YOUR GOAL:
Every record here must be set down once more, precisely as it reads.
--- RAW DATA Enclosed Below ---
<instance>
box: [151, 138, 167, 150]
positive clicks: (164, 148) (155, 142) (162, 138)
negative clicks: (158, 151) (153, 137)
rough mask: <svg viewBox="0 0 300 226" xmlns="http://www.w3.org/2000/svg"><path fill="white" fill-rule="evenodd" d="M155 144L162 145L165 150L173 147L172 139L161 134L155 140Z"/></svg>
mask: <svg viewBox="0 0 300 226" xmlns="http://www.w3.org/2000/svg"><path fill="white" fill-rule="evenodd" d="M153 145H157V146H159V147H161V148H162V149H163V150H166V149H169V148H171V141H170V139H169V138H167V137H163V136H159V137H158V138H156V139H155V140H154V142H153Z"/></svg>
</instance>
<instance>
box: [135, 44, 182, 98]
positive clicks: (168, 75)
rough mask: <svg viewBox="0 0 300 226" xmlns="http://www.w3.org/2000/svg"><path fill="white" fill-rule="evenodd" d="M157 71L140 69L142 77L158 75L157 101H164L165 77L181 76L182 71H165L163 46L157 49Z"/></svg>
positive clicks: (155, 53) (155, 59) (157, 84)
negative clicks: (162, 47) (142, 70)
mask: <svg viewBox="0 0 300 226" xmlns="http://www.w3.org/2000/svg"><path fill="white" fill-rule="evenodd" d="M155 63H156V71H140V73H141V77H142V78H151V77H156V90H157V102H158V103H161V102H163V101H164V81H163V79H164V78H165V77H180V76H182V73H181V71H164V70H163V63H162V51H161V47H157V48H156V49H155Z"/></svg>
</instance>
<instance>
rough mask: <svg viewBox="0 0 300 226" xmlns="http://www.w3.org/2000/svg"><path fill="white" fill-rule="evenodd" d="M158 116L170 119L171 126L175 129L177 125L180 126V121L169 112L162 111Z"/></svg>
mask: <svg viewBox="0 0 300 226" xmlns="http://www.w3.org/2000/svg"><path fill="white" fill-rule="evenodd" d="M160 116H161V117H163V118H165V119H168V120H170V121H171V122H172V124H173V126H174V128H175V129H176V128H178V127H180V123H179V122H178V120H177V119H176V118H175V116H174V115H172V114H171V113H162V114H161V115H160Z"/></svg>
--- End of Enclosed RAW DATA ---
RESPONSE:
<instance>
box: [151, 138, 167, 150]
positive clicks: (164, 148) (155, 142) (162, 138)
negative clicks: (158, 151) (153, 137)
rough mask: <svg viewBox="0 0 300 226" xmlns="http://www.w3.org/2000/svg"><path fill="white" fill-rule="evenodd" d="M155 144L162 145L165 150L173 147L172 139L161 134L155 140Z"/></svg>
mask: <svg viewBox="0 0 300 226" xmlns="http://www.w3.org/2000/svg"><path fill="white" fill-rule="evenodd" d="M153 145H157V146H159V147H161V148H162V149H163V150H166V149H169V148H171V141H170V139H169V138H167V137H163V136H159V137H158V138H156V139H155V140H154V142H153Z"/></svg>
</instance>
<instance>
box: [135, 44, 182, 98]
positive clicks: (168, 75)
rough mask: <svg viewBox="0 0 300 226" xmlns="http://www.w3.org/2000/svg"><path fill="white" fill-rule="evenodd" d="M157 71L140 69L142 77L158 75L157 101H164L165 77L181 76L182 71H165L163 46L157 49Z"/></svg>
positive clicks: (155, 53) (155, 59) (157, 84)
negative clicks: (162, 47) (142, 70)
mask: <svg viewBox="0 0 300 226" xmlns="http://www.w3.org/2000/svg"><path fill="white" fill-rule="evenodd" d="M155 63H156V71H140V73H141V77H142V78H151V77H156V90H157V102H158V103H161V102H163V101H164V81H163V79H164V78H165V77H180V76H182V73H181V71H164V70H163V63H162V51H161V47H157V48H156V49H155Z"/></svg>
</instance>
<instance>
rough mask: <svg viewBox="0 0 300 226" xmlns="http://www.w3.org/2000/svg"><path fill="white" fill-rule="evenodd" d="M158 116L170 119L171 126L175 129L177 125L180 126V121L169 112L162 111Z"/></svg>
mask: <svg viewBox="0 0 300 226" xmlns="http://www.w3.org/2000/svg"><path fill="white" fill-rule="evenodd" d="M160 116H161V117H163V118H165V119H168V120H170V121H171V122H172V124H173V126H174V128H175V129H176V128H178V127H180V123H179V122H178V120H177V119H176V118H175V116H174V115H172V114H171V113H162V114H161V115H160Z"/></svg>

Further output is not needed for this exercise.